*Data shown:*

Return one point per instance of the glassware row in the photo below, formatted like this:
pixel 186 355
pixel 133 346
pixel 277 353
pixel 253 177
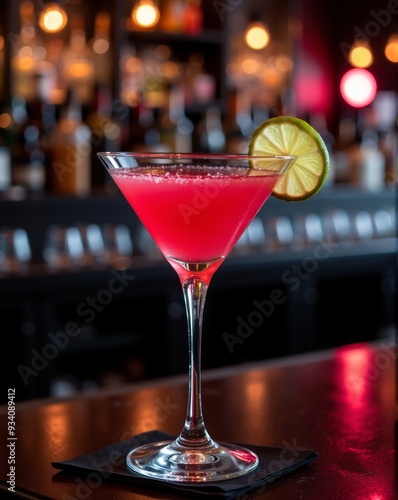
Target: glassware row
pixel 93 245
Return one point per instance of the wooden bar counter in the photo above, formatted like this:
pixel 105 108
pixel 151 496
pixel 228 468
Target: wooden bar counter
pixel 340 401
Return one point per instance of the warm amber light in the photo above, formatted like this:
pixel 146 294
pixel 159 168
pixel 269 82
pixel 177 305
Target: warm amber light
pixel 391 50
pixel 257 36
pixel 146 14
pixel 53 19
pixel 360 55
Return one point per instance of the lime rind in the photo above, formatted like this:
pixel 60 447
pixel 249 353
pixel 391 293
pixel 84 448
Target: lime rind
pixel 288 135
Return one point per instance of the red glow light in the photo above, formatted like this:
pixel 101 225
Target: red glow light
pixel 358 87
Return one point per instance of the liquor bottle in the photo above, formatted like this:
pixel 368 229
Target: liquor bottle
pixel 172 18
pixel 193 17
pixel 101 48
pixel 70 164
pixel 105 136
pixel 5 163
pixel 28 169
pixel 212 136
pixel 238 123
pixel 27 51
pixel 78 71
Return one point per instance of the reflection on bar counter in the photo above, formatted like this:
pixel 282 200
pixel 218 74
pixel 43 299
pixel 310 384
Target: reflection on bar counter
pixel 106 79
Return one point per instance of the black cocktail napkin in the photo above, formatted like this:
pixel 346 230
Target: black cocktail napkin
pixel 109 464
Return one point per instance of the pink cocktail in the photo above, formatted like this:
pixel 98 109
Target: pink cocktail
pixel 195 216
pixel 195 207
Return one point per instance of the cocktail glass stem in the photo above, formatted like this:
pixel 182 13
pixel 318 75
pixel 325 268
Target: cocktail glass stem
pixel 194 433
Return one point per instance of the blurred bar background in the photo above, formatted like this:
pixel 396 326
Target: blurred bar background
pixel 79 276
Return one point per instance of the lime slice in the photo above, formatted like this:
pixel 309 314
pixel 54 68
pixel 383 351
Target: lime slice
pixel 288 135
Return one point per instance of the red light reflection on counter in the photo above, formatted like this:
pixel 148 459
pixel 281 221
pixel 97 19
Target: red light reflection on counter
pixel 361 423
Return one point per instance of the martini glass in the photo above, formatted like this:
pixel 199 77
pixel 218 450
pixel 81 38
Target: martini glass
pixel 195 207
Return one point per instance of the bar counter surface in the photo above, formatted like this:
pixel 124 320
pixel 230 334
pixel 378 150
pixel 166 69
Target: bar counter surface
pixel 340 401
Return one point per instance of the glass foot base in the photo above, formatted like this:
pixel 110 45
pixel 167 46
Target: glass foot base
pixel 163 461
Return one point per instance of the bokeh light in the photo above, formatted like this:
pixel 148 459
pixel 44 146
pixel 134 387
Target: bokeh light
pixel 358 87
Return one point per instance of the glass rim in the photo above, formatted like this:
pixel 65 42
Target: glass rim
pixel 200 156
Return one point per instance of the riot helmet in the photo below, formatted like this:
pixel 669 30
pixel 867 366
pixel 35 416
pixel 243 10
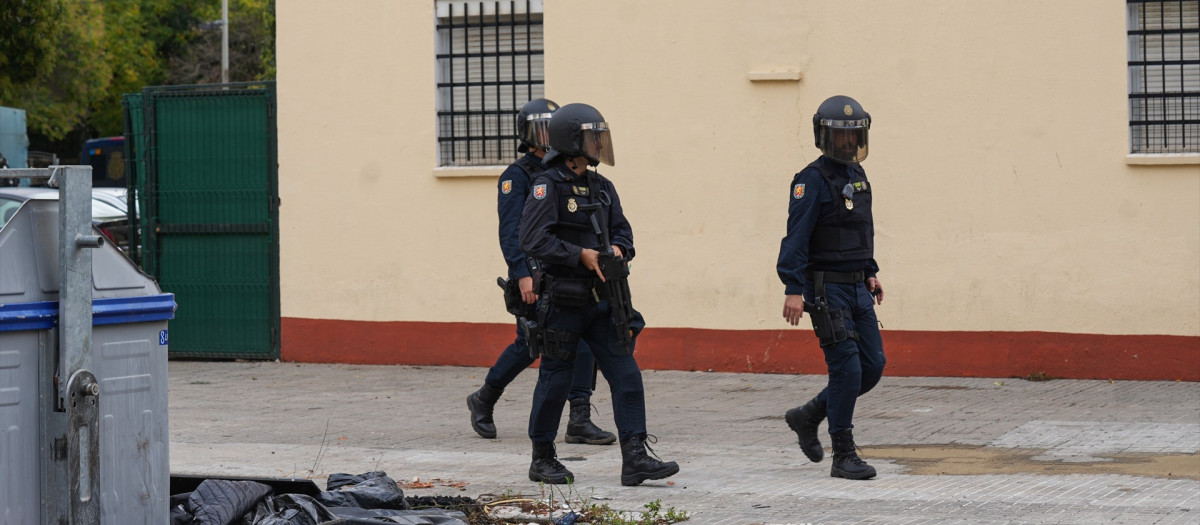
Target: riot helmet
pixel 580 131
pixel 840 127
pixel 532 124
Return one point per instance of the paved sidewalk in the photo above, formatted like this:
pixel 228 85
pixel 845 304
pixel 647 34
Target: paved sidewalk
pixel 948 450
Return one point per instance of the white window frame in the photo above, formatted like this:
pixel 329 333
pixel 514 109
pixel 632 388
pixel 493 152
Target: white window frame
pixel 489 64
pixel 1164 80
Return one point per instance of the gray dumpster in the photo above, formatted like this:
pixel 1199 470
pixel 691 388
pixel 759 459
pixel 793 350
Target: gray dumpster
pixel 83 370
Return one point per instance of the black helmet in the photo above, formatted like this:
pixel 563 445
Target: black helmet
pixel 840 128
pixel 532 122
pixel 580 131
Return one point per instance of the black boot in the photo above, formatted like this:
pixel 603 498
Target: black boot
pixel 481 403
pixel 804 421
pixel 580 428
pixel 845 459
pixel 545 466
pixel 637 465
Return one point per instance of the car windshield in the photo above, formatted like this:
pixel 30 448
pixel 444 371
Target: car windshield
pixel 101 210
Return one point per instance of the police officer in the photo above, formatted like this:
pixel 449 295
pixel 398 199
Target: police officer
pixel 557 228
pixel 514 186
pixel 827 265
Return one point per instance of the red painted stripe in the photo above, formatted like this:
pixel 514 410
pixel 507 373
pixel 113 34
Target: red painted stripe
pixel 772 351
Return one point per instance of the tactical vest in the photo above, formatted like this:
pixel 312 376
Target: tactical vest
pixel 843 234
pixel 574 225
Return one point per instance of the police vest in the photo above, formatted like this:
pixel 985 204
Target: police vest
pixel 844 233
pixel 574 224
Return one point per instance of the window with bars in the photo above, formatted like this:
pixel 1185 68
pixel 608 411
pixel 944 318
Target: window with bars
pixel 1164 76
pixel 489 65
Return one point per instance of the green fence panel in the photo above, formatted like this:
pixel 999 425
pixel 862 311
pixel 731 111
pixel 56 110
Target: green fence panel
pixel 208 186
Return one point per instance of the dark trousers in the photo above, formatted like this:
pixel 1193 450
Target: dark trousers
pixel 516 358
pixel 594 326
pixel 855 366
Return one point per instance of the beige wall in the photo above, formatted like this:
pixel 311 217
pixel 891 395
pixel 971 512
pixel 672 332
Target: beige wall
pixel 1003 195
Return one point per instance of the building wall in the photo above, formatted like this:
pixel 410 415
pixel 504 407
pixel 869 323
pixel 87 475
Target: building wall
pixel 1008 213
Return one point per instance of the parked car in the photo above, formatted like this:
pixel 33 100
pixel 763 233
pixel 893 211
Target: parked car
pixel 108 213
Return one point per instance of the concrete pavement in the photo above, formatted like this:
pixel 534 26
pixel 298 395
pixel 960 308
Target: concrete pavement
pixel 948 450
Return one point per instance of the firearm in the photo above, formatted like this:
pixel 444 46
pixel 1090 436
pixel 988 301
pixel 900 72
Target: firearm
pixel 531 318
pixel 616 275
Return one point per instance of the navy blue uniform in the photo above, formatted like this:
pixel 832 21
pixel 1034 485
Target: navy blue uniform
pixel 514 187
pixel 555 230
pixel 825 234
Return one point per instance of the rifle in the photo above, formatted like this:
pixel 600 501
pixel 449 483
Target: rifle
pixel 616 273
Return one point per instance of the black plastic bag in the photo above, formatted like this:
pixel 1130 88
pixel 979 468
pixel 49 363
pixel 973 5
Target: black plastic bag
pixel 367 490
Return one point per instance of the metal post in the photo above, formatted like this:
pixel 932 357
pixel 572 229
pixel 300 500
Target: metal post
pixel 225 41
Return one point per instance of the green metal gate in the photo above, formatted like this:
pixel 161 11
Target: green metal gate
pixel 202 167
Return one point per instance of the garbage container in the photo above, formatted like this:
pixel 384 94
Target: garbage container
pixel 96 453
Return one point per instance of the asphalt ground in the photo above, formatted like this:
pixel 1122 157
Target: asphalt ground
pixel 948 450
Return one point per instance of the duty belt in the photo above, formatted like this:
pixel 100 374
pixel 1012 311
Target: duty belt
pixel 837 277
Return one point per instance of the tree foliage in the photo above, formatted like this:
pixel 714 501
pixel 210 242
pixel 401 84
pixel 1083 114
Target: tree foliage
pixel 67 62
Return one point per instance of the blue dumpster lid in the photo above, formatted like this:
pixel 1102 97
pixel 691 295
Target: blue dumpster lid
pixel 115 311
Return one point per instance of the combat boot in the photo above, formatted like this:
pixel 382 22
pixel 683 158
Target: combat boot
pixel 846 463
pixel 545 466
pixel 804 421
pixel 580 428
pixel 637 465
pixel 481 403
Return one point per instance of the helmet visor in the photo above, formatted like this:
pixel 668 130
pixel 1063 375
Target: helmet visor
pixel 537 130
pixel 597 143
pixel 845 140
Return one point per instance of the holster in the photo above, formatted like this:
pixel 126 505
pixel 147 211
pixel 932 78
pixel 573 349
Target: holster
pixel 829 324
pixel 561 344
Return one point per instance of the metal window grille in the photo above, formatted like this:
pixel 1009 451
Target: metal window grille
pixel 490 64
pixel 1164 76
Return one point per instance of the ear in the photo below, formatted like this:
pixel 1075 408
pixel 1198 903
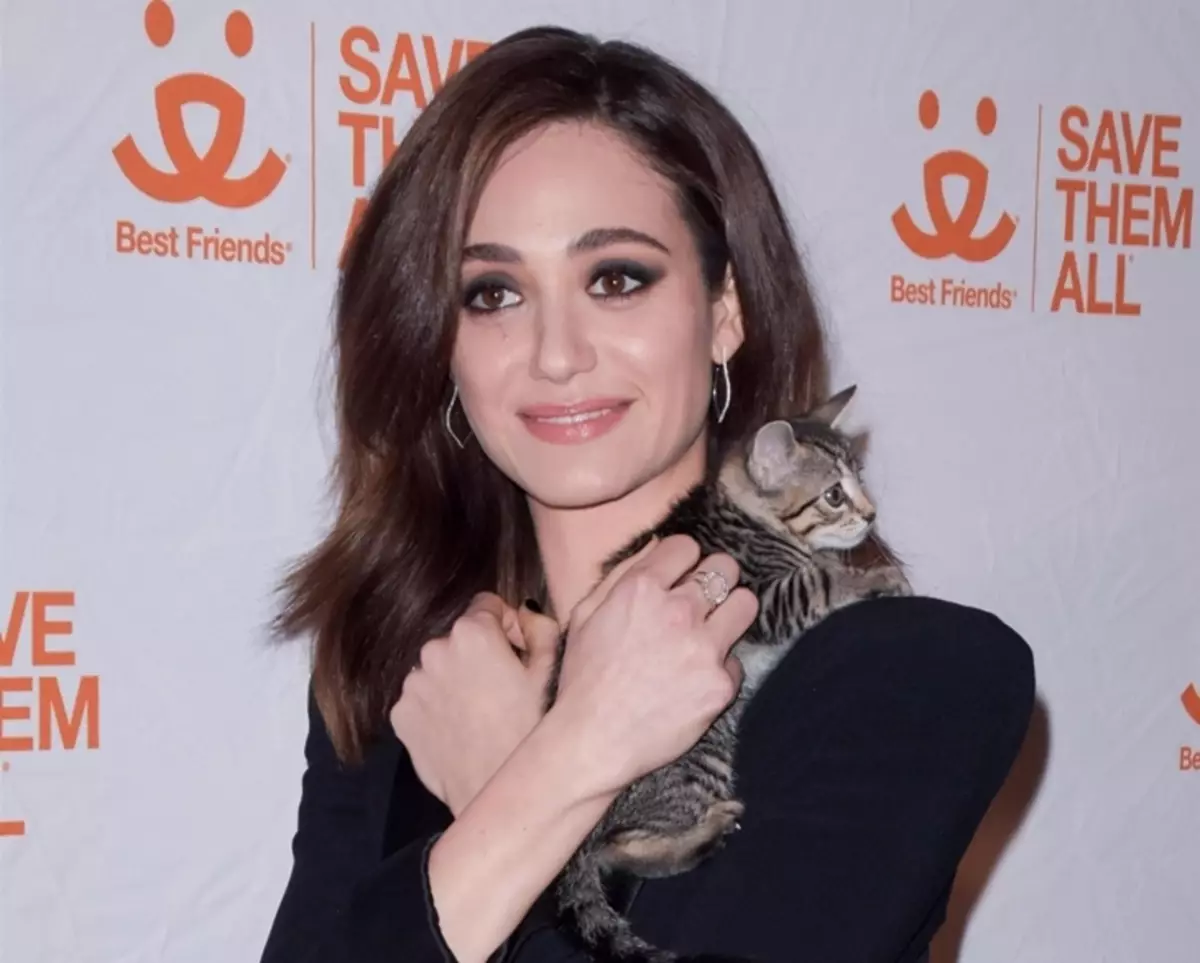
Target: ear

*Work instructions:*
Wherever the string "below" appears in a line above, copy that line.

*Completed exercise:*
Return one point per instance of the glassware row in the photo below, formatted like this:
Return one point per instance of the riot helmet in the photo below, formatted like this:
Return one point per instance of the ear in the photo below, formatted like this:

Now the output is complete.